**Problem to work on:** Copy the material from its start through the line containing "140 32 L 140", both ends included, and shift every coordinate in the answer outlines up by 36 while leaving the requests and their format samples untouched. Leave the pictures out of your answer.

**Supplied material:**

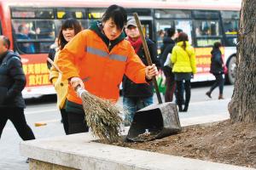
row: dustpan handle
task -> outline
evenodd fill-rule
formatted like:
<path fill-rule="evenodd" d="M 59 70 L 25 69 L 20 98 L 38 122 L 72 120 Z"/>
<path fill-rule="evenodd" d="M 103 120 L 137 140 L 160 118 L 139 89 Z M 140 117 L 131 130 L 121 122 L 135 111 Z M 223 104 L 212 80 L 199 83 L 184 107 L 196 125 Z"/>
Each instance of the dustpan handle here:
<path fill-rule="evenodd" d="M 140 32 L 140 36 L 141 36 L 141 38 L 142 38 L 142 41 L 143 41 L 143 48 L 144 48 L 144 52 L 145 52 L 145 55 L 146 55 L 146 58 L 147 58 L 148 64 L 148 65 L 152 65 L 152 60 L 151 60 L 151 58 L 150 58 L 150 54 L 149 54 L 149 51 L 148 51 L 148 45 L 146 43 L 145 37 L 144 37 L 144 34 L 143 34 L 143 29 L 142 29 L 141 22 L 138 19 L 138 15 L 137 15 L 137 13 L 133 13 L 133 16 L 135 18 L 136 24 L 137 24 L 138 31 Z M 154 88 L 155 88 L 155 94 L 156 94 L 156 96 L 157 96 L 157 99 L 158 99 L 158 102 L 159 102 L 159 104 L 162 104 L 163 102 L 162 102 L 161 95 L 160 95 L 160 91 L 159 91 L 159 88 L 158 88 L 158 85 L 157 85 L 155 76 L 153 77 L 153 83 L 154 83 Z"/>

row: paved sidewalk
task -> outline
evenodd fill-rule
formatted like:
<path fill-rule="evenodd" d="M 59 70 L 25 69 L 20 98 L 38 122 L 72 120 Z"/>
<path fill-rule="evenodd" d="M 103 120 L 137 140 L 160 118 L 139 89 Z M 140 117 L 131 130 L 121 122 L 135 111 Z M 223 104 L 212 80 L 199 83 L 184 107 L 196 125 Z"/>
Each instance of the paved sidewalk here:
<path fill-rule="evenodd" d="M 179 113 L 181 124 L 189 125 L 200 123 L 201 120 L 204 122 L 216 122 L 224 120 L 229 117 L 227 105 L 230 99 L 224 100 L 211 99 L 207 101 L 192 102 L 189 105 L 188 112 Z M 55 105 L 52 106 L 46 105 L 45 108 L 40 110 L 26 110 L 26 113 L 29 113 L 27 122 L 32 128 L 37 139 L 49 138 L 54 136 L 64 135 L 62 124 L 60 122 L 60 116 L 55 116 L 55 122 L 48 123 L 47 126 L 35 128 L 31 122 L 32 117 L 37 117 L 38 115 L 33 115 L 35 111 L 43 111 L 49 110 L 56 110 Z M 34 111 L 34 112 L 33 112 Z M 49 120 L 46 113 L 40 113 L 40 116 L 45 116 L 44 120 Z M 54 114 L 54 113 L 49 113 Z M 45 116 L 44 116 L 45 115 Z M 0 139 L 0 170 L 26 170 L 28 164 L 26 163 L 26 157 L 21 156 L 19 152 L 19 144 L 21 141 L 13 125 L 9 122 L 7 127 L 3 130 L 3 136 Z"/>

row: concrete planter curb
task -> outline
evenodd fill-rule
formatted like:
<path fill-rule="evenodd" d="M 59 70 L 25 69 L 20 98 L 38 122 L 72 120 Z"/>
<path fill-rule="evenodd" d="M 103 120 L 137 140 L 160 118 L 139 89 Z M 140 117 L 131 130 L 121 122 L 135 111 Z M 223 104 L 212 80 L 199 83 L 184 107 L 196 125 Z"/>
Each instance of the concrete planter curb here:
<path fill-rule="evenodd" d="M 223 117 L 218 121 L 224 120 Z M 218 120 L 214 120 L 218 121 Z M 183 128 L 216 122 L 183 124 Z M 89 170 L 253 170 L 242 167 L 167 156 L 92 142 L 89 133 L 20 143 L 21 155 L 30 157 L 30 169 Z M 255 170 L 255 169 L 254 169 Z"/>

**Written answer:**
row: dustpan handle
task -> outline
evenodd fill-rule
formatted like:
<path fill-rule="evenodd" d="M 59 70 L 25 69 L 20 98 L 38 122 L 72 120 Z"/>
<path fill-rule="evenodd" d="M 103 120 L 137 140 L 160 118 L 139 89 Z M 140 117 L 131 130 L 121 122 L 135 111 Z M 223 104 L 212 80 L 199 83 L 184 107 L 196 125 Z"/>
Each instance of the dustpan handle here:
<path fill-rule="evenodd" d="M 176 68 L 176 72 L 177 72 L 177 74 L 178 74 L 178 77 L 179 77 L 179 84 L 180 84 L 180 88 L 181 88 L 181 91 L 182 91 L 182 94 L 183 94 L 184 100 L 184 101 L 188 101 L 188 96 L 187 96 L 187 94 L 186 94 L 186 90 L 185 90 L 185 87 L 184 87 L 184 81 L 182 79 L 181 73 L 180 73 L 180 70 L 179 70 L 179 65 L 178 65 L 177 58 L 174 55 L 174 51 L 173 51 L 173 49 L 169 49 L 169 52 L 171 54 L 172 60 L 173 60 L 174 67 Z M 190 124 L 191 124 L 191 130 L 192 130 L 192 132 L 193 132 L 193 135 L 194 135 L 194 138 L 195 138 L 195 140 L 198 140 L 199 138 L 198 138 L 197 131 L 196 131 L 196 127 L 195 127 L 195 124 L 194 124 L 194 121 L 193 121 L 191 112 L 189 113 L 189 119 L 190 119 Z"/>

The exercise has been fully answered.